- RECORDS FOR THE EXERCISE -
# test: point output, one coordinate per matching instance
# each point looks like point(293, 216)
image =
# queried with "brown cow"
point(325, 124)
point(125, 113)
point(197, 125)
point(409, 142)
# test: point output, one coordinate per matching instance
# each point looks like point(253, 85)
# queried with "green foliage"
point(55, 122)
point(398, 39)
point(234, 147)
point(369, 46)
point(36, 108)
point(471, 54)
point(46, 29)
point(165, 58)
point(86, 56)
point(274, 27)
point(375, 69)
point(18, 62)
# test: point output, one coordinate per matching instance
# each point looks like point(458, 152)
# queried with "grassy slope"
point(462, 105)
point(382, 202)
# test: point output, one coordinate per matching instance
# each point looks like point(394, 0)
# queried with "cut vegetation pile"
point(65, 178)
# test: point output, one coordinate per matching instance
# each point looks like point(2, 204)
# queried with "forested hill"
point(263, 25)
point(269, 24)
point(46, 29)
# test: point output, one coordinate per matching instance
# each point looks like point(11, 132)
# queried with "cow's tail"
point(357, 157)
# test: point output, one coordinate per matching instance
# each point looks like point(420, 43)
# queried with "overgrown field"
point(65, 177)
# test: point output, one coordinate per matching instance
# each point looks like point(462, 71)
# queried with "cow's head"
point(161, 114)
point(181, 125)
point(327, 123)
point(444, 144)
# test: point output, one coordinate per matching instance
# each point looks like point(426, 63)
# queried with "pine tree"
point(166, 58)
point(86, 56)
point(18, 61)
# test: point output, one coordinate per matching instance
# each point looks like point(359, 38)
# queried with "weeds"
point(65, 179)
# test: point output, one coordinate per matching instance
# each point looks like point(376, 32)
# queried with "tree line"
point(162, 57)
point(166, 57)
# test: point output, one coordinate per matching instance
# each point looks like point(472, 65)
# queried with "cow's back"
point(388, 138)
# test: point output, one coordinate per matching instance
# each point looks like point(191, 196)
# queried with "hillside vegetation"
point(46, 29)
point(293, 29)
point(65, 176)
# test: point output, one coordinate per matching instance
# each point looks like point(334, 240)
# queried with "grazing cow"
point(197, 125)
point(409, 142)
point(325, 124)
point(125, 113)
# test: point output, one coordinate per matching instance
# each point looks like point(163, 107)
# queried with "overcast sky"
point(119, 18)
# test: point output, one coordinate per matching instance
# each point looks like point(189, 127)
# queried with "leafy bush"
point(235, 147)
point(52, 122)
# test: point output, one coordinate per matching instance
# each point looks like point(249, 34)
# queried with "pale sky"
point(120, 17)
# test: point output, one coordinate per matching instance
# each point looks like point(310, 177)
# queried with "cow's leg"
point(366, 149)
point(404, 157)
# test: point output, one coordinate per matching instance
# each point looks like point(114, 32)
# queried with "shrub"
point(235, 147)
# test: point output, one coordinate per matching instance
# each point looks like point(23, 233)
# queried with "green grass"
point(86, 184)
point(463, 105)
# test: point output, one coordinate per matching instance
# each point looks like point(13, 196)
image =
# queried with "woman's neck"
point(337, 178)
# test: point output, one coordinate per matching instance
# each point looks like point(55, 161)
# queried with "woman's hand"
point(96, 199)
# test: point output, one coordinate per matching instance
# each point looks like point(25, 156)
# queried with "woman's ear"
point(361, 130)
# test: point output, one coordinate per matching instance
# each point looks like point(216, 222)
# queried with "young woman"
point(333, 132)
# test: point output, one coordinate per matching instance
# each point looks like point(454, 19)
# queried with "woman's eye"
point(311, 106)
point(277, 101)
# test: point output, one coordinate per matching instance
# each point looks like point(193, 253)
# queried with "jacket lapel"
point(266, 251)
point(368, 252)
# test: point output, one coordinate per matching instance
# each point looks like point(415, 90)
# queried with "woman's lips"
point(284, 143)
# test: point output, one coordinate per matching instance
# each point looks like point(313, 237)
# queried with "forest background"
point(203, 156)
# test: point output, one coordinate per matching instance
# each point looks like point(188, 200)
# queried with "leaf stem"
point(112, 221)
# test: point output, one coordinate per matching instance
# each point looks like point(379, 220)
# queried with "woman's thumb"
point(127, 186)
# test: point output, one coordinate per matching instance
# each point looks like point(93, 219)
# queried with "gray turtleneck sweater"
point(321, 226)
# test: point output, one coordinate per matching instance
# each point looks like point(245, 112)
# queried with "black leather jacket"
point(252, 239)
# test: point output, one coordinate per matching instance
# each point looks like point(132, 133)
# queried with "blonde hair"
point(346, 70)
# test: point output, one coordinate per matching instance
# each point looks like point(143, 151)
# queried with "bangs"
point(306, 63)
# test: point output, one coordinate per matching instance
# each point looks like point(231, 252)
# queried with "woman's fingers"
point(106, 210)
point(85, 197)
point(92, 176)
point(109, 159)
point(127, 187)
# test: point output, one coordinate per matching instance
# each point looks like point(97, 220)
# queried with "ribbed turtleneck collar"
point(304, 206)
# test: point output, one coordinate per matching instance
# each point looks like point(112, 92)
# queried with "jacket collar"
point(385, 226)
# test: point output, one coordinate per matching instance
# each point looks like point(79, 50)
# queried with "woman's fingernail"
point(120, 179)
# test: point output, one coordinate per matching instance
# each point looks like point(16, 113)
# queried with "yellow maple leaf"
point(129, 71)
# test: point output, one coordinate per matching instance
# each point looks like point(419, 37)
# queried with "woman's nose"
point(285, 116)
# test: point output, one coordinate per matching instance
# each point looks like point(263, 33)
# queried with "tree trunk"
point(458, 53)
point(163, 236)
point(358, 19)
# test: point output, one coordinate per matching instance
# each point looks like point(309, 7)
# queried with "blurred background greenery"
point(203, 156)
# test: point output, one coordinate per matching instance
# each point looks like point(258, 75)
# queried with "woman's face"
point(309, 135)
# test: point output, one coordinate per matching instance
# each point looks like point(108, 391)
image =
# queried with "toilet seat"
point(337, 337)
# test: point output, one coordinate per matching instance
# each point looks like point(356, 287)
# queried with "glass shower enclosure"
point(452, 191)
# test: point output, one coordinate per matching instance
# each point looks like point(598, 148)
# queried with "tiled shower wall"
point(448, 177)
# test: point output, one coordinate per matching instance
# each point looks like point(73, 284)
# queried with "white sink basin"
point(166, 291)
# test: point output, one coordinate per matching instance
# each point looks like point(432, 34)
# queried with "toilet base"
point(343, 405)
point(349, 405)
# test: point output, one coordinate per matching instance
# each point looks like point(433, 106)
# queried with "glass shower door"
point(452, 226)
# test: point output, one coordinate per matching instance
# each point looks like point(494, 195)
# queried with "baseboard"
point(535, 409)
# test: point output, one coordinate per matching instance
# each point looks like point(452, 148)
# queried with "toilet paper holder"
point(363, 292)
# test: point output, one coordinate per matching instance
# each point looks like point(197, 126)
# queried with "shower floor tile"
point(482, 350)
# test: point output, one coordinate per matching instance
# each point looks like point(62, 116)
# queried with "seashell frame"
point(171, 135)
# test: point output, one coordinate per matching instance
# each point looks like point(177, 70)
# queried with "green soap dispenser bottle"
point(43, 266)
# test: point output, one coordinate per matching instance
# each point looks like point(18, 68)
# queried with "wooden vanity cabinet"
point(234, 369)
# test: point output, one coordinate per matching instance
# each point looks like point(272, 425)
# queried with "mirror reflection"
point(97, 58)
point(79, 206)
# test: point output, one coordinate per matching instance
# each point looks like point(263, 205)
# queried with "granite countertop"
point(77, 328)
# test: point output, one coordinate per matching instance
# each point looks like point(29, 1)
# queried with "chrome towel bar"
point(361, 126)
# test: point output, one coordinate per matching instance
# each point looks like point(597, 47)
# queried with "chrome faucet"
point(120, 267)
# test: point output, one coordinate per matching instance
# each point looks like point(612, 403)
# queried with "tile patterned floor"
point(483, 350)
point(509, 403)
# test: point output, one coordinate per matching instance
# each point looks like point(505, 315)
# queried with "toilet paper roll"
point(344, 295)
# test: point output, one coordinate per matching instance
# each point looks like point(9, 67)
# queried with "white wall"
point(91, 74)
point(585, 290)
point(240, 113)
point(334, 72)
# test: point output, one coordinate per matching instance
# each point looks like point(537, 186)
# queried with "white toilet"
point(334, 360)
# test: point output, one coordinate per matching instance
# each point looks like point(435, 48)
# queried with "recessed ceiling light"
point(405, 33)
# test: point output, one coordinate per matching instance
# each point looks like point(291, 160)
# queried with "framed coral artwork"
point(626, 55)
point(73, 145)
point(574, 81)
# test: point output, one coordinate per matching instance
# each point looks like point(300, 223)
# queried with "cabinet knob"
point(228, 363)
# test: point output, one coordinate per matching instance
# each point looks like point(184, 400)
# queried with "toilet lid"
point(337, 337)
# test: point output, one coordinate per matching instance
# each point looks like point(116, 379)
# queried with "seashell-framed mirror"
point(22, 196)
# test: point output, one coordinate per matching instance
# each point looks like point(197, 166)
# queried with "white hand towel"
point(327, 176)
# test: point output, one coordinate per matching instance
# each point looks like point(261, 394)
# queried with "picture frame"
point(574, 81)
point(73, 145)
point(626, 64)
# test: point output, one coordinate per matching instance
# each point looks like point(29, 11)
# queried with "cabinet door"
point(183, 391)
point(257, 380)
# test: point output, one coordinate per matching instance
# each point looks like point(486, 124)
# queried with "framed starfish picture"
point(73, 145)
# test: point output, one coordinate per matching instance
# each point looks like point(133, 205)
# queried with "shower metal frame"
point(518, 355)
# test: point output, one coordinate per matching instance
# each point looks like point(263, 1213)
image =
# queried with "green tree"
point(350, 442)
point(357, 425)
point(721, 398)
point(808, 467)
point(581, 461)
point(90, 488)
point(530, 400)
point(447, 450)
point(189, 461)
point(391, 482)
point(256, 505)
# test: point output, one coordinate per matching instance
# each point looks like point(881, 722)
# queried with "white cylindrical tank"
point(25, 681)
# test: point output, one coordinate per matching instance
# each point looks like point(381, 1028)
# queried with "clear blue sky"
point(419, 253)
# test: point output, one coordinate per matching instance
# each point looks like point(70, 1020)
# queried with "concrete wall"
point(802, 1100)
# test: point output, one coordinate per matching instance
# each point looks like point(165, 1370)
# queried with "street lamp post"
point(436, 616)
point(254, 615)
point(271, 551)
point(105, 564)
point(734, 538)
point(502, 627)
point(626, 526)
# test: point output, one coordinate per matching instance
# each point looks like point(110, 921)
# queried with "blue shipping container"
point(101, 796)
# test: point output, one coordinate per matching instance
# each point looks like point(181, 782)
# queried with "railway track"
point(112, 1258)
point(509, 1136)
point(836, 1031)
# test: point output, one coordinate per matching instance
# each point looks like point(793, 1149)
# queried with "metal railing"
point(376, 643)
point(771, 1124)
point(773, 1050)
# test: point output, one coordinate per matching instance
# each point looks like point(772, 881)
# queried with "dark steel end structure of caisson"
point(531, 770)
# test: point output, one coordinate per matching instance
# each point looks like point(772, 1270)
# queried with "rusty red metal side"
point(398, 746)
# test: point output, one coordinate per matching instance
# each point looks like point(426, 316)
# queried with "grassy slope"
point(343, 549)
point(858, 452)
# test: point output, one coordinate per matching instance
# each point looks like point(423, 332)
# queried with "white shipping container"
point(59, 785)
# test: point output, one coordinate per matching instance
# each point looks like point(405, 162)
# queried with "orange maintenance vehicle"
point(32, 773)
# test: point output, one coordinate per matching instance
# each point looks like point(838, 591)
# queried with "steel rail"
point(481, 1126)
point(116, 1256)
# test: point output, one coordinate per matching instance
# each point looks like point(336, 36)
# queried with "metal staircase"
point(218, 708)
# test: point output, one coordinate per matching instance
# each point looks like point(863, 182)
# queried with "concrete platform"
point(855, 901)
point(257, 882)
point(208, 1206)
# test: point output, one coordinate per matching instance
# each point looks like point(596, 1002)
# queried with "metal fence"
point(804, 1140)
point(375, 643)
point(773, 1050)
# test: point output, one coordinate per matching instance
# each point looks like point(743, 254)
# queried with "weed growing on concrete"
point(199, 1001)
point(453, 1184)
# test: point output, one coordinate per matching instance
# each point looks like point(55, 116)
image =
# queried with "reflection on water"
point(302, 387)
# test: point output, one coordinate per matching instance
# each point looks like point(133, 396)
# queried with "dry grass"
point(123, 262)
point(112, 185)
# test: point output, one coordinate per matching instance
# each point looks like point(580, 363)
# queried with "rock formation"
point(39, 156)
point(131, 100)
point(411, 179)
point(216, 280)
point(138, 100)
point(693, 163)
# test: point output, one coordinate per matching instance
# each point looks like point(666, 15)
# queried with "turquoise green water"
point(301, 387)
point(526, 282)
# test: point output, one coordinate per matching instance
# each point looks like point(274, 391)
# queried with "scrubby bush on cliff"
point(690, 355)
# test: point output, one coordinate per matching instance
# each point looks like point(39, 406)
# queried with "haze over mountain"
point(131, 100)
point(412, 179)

- WORK TO DO -
Please extract each line from the entries above that contains the word "bush".

- OUTPUT BELOW -
# queried with "leafy bush"
# queried with "scrubby bush on cliff"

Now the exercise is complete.